▶ _Exercise objective_: Reproduce every line of the records below except the pictures. Scale each point coordinate in the answers by 0.5 and round it to a whole number, with halves rounded up. Leave every other number unchanged.

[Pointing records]
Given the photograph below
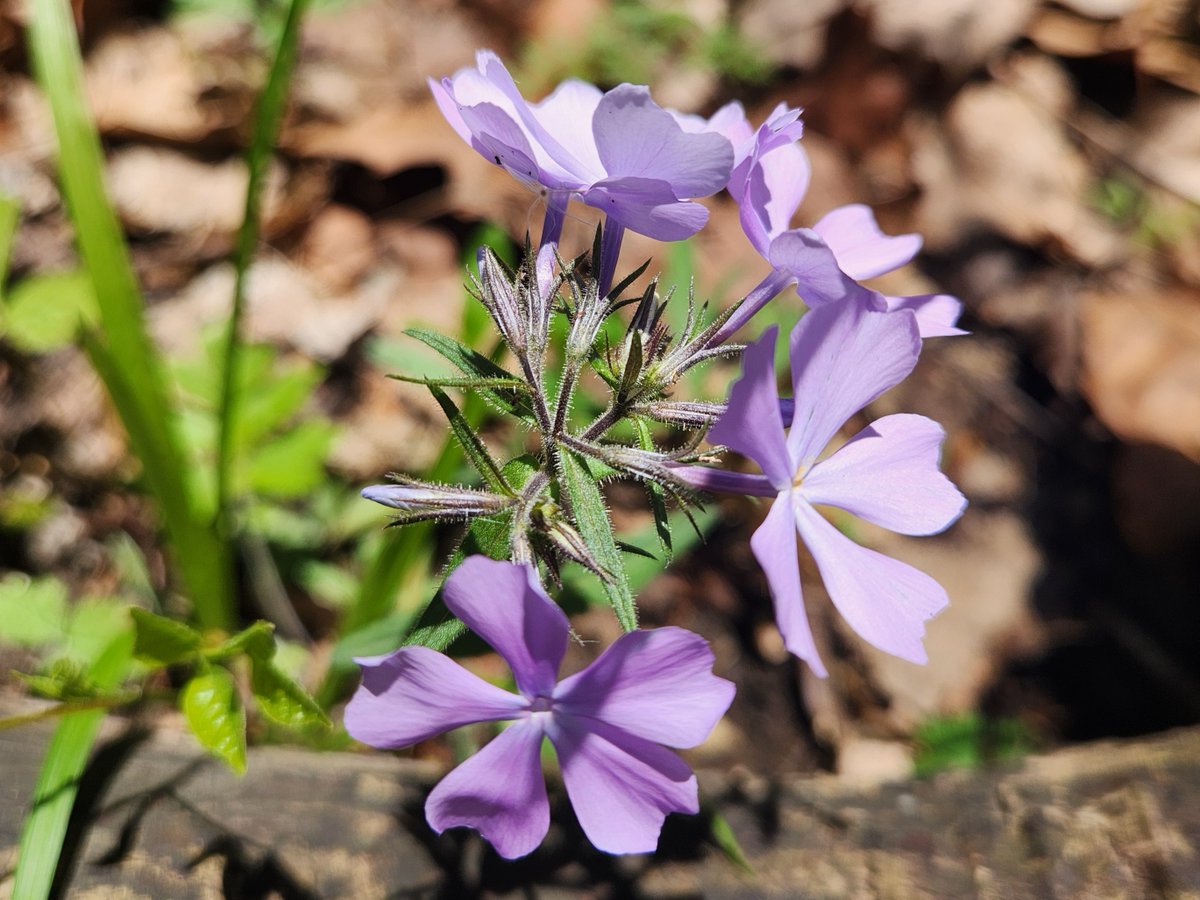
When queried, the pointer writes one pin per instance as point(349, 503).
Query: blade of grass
point(268, 118)
point(132, 358)
point(46, 825)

▶ _Output for this task_:
Given the photograph below
When queried, the pointer writes one pin per instance as point(349, 503).
Query: blade of grass
point(134, 59)
point(66, 179)
point(23, 413)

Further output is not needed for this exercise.